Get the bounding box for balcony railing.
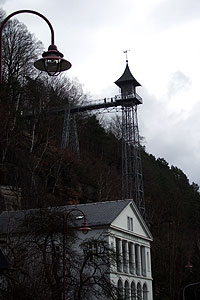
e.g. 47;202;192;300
115;93;143;104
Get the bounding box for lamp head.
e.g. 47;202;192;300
185;261;193;271
34;44;71;76
80;221;92;235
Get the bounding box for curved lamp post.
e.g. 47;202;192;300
0;9;72;84
183;282;200;300
63;208;91;300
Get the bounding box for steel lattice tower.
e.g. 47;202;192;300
115;60;145;218
61;104;80;153
58;59;145;218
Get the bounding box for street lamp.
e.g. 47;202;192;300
0;9;72;84
63;208;91;300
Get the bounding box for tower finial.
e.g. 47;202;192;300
123;49;130;64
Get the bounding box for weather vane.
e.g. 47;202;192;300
123;49;130;63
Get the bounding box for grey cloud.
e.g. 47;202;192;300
0;0;7;5
149;0;200;30
139;87;200;185
167;71;191;97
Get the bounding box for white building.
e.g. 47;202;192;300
73;199;153;300
0;199;153;300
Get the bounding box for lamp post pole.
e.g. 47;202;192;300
63;208;91;300
0;9;71;84
183;282;200;300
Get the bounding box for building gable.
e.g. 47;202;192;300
111;201;152;240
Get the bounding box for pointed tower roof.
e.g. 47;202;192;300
114;62;141;88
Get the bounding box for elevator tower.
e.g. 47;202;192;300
114;60;145;218
37;58;146;218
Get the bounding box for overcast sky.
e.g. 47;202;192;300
1;0;200;185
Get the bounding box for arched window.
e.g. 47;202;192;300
118;279;123;300
124;280;130;299
137;282;142;300
131;281;136;300
143;283;148;300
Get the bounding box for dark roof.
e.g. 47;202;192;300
0;200;132;233
114;63;141;88
67;199;132;227
0;210;29;233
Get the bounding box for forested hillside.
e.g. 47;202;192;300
1;10;200;300
141;152;200;299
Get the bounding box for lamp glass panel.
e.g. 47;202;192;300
45;59;61;75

------------------------------------

* What needs to be done: Scan the entries above, and wherever a line holds the string "tower", copy it.

* Expected answer:
Get the bounding box for steel lattice tower.
Get the bounding box for tower finial.
Get the bounding box for pointed tower roof.
Get the bounding box for elevator tower.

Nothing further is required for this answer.